• TO DO:
Your answer should be an exact copy of the lines from the start of the entries to the line containing "Emit the bounding box for the man's", both included.

• INPUT:
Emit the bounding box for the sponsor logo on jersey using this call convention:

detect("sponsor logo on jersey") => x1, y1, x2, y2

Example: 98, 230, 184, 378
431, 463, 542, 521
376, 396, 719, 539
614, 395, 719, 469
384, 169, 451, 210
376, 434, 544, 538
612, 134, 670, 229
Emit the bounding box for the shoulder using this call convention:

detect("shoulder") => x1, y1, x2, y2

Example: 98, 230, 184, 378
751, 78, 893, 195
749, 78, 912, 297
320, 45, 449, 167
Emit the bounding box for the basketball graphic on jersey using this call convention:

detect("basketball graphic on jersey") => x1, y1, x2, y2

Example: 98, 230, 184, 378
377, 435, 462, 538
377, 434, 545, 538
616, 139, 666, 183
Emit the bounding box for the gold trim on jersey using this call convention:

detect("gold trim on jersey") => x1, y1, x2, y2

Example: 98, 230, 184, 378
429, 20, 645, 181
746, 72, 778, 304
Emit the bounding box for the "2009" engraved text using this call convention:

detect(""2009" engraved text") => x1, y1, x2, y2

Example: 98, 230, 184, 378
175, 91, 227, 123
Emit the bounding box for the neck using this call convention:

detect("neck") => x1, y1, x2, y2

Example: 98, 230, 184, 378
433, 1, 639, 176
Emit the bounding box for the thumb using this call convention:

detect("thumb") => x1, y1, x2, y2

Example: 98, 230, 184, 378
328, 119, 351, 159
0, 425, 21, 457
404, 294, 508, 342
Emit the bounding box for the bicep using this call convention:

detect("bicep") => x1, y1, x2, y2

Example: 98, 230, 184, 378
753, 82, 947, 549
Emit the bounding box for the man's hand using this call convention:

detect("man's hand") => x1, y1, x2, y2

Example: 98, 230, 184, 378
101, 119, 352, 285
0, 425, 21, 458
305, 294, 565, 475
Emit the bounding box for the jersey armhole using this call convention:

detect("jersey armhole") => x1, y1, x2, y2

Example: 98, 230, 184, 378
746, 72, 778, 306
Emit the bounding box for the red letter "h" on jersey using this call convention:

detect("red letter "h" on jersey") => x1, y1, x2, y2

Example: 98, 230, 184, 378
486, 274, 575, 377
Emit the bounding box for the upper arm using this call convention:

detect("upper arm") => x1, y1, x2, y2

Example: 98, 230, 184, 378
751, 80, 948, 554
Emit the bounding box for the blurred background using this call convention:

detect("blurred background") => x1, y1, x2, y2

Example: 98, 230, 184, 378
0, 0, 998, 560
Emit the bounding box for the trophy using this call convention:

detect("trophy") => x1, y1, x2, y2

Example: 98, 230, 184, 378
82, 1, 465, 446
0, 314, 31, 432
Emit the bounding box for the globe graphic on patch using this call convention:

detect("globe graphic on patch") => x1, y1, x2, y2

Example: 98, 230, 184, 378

• PROBLEM SOLUTION:
Emit the bounding box for the sponsor logo on jersey using this call convention:

detect("sponsor logo on jersey") => x1, y1, x2, y2

Example: 98, 230, 184, 378
431, 463, 542, 521
376, 396, 719, 539
614, 395, 719, 469
384, 169, 451, 210
376, 434, 544, 538
612, 134, 670, 229
Emit the bounding box for the shoulder using this call convention:

detect("shoulder") => x1, y1, x2, y2

Example: 98, 230, 184, 378
751, 78, 893, 195
749, 78, 912, 297
320, 45, 449, 167
Emit the bounding box for the basketball graphic on jersey using this call convention:

detect("basketball graphic on jersey") => x1, y1, x2, y2

Example: 98, 230, 184, 378
377, 435, 462, 538
377, 434, 545, 538
616, 139, 666, 183
Emit the bounding box for the gold trim on jersey using this call convention:

detect("gold trim on jersey") => x1, y1, x2, y2

Example: 98, 230, 184, 378
429, 20, 645, 181
746, 72, 778, 304
Emit the bounding box for the "2009" engraved text using this call convention:

detect(""2009" engraved text") => x1, y1, x2, y2

Example: 98, 230, 184, 378
175, 91, 227, 123
Emit the bounding box for the neck using this call convention:

detect("neck") => x1, y1, x2, y2

Example: 98, 230, 184, 378
433, 1, 639, 176
Emit the bounding box for the thumb using this call convention:

detect("thumb") => x1, y1, x2, y2

Example: 98, 230, 184, 378
328, 119, 351, 159
0, 425, 21, 457
404, 294, 508, 342
Emit the bounding box for the bicep using this call convention:

detect("bicep") => x1, y1, x2, y2

Example: 98, 230, 184, 378
753, 82, 947, 549
Emit the bounding box for the man's hand using this call convention:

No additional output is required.